Description of the task: Can you print every one of the following lines back verbatim, without changing a single character?

Working data:
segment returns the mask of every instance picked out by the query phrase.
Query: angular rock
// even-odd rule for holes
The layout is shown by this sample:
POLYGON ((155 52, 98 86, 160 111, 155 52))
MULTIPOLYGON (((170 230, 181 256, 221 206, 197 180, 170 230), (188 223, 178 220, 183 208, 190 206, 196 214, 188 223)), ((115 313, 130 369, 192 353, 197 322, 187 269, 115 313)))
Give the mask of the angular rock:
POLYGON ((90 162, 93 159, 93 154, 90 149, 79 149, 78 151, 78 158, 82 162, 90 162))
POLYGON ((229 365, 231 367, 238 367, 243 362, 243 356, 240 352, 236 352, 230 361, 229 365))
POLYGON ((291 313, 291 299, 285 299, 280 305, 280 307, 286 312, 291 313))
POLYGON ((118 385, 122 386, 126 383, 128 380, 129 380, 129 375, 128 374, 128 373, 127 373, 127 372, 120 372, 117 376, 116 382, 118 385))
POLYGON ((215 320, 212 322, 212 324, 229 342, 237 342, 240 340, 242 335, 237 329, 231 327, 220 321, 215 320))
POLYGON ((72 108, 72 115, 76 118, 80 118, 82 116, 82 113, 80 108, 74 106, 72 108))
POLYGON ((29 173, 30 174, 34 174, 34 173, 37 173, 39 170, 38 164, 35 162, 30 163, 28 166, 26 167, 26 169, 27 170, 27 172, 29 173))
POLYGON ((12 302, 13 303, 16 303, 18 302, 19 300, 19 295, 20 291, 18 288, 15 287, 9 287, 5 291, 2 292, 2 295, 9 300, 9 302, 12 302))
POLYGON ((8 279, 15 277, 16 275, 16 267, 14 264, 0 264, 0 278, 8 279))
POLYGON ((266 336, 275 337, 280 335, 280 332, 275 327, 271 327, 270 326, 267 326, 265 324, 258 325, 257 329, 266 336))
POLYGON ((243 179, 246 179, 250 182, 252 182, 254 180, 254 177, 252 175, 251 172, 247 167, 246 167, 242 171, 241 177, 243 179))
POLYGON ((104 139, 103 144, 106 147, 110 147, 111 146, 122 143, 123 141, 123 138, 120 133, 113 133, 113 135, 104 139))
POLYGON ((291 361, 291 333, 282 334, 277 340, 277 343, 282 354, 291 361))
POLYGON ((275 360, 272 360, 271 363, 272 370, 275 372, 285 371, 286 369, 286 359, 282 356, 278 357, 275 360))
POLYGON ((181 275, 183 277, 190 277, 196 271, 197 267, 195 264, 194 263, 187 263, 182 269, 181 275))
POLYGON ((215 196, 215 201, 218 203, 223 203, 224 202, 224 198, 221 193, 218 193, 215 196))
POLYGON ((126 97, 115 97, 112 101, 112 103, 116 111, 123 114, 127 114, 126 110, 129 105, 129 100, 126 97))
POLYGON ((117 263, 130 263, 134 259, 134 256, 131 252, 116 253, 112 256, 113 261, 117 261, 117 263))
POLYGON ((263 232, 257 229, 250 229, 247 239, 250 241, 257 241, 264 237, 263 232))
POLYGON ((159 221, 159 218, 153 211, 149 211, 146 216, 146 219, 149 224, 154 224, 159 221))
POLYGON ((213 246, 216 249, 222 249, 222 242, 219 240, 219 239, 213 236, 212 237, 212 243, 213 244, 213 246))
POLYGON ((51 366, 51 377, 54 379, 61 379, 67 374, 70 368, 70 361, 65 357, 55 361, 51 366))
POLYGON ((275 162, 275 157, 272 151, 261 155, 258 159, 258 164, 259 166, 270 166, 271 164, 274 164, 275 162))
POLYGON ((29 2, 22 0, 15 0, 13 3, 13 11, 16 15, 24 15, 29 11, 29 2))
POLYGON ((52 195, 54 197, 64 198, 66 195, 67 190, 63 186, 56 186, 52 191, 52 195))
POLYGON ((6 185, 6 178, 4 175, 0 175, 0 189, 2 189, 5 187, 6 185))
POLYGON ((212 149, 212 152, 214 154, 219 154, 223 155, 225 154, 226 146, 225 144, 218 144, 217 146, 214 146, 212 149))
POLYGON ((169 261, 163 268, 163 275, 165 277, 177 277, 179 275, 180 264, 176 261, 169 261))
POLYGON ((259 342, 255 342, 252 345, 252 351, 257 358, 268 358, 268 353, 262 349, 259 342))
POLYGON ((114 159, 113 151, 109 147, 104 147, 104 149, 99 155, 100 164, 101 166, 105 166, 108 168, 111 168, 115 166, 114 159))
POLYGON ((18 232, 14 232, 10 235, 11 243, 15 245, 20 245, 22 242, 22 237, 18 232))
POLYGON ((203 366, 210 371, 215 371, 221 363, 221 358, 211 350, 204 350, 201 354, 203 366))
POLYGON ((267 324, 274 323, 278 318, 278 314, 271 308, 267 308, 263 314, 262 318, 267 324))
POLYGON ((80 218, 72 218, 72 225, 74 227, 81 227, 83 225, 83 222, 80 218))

Final answer:
segment returns the mask of every instance picked out by the query phrase.
Query: angular rock
// even-odd rule for holes
The layout is shown by this sample:
POLYGON ((155 52, 98 86, 160 111, 155 52))
MULTIPOLYGON (((170 230, 181 256, 221 206, 197 180, 170 230), (188 223, 178 220, 183 208, 190 206, 196 214, 188 223)), ((115 313, 130 369, 192 353, 197 322, 187 269, 115 313)))
Give the mask of the angular rock:
POLYGON ((90 162, 93 159, 93 154, 90 149, 79 149, 78 151, 78 158, 82 162, 90 162))
POLYGON ((229 365, 231 367, 238 367, 243 362, 243 356, 240 352, 236 352, 230 361, 229 365))
POLYGON ((291 313, 291 299, 285 299, 280 305, 280 307, 286 312, 291 313))
POLYGON ((118 385, 122 386, 126 383, 128 380, 129 380, 129 375, 128 374, 128 373, 127 373, 127 372, 120 372, 117 376, 116 382, 118 385))
POLYGON ((215 320, 212 322, 212 324, 229 342, 237 342, 240 340, 242 335, 237 329, 231 327, 220 321, 215 320))
POLYGON ((72 108, 72 115, 76 118, 80 118, 82 116, 82 113, 80 108, 74 106, 72 108))
POLYGON ((29 173, 30 174, 34 174, 34 173, 37 173, 39 170, 38 164, 35 162, 30 163, 28 166, 26 167, 26 169, 27 170, 27 172, 29 173))
POLYGON ((12 302, 13 303, 16 303, 18 302, 19 300, 19 295, 20 291, 18 288, 15 287, 9 287, 5 291, 2 292, 2 295, 9 300, 9 302, 12 302))
POLYGON ((8 279, 15 277, 16 275, 16 267, 14 264, 0 264, 0 278, 8 279))
POLYGON ((266 336, 275 337, 280 335, 280 332, 275 327, 271 327, 270 326, 267 326, 265 324, 258 325, 257 329, 266 336))
POLYGON ((243 179, 246 179, 250 182, 252 182, 254 180, 254 177, 252 175, 251 172, 247 167, 246 167, 242 171, 241 177, 243 179))
POLYGON ((104 139, 103 144, 106 147, 110 147, 111 146, 122 143, 123 141, 123 138, 120 133, 113 133, 113 135, 104 139))
POLYGON ((291 361, 291 333, 282 334, 277 340, 277 343, 282 354, 291 361))
POLYGON ((275 360, 272 360, 271 363, 272 370, 275 372, 285 371, 286 369, 286 359, 282 356, 278 357, 275 360))
POLYGON ((181 275, 183 277, 190 277, 196 271, 197 267, 195 264, 194 263, 187 263, 182 269, 181 275))
POLYGON ((215 196, 215 201, 218 203, 223 203, 224 202, 224 198, 221 193, 218 193, 215 196))
POLYGON ((126 97, 115 97, 112 101, 112 103, 116 111, 123 114, 127 114, 126 110, 129 105, 129 100, 126 97))
POLYGON ((117 263, 130 263, 134 259, 134 256, 131 252, 116 253, 112 256, 113 261, 117 261, 117 263))
POLYGON ((263 232, 257 229, 250 229, 247 239, 250 241, 257 241, 264 237, 263 232))
POLYGON ((159 221, 159 218, 153 211, 149 211, 146 216, 146 219, 149 224, 154 224, 159 221))
POLYGON ((213 246, 216 249, 222 249, 222 242, 219 240, 219 239, 213 236, 212 237, 212 243, 213 244, 213 246))
POLYGON ((51 366, 51 377, 54 379, 61 379, 67 374, 70 368, 70 361, 65 357, 55 361, 51 366))
POLYGON ((275 162, 275 157, 272 151, 261 155, 258 159, 258 164, 259 166, 270 166, 271 164, 274 164, 275 162))
POLYGON ((29 2, 22 0, 15 0, 13 3, 13 11, 16 15, 24 15, 29 11, 29 2))
POLYGON ((52 195, 54 197, 64 198, 66 195, 67 190, 63 186, 56 186, 52 191, 52 195))
POLYGON ((6 185, 6 178, 4 175, 0 175, 0 189, 2 189, 5 187, 6 185))
POLYGON ((212 149, 212 152, 214 154, 219 154, 223 155, 225 154, 226 146, 225 144, 218 144, 217 146, 214 146, 212 149))
POLYGON ((169 261, 163 268, 163 275, 165 277, 177 277, 179 275, 180 264, 176 261, 169 261))
POLYGON ((259 342, 255 342, 252 345, 252 351, 257 358, 268 358, 268 353, 262 349, 259 342))
POLYGON ((114 159, 113 151, 109 147, 104 147, 104 149, 99 155, 100 164, 101 166, 105 166, 108 168, 111 168, 115 166, 114 159))
POLYGON ((18 232, 14 232, 10 235, 11 243, 15 245, 20 245, 22 242, 22 237, 18 232))
POLYGON ((203 366, 210 371, 215 371, 221 363, 221 358, 211 350, 204 350, 201 354, 203 366))
POLYGON ((267 324, 274 323, 278 318, 278 314, 271 308, 267 308, 263 314, 262 318, 267 324))
POLYGON ((80 218, 72 218, 72 225, 74 227, 81 227, 83 225, 83 222, 80 218))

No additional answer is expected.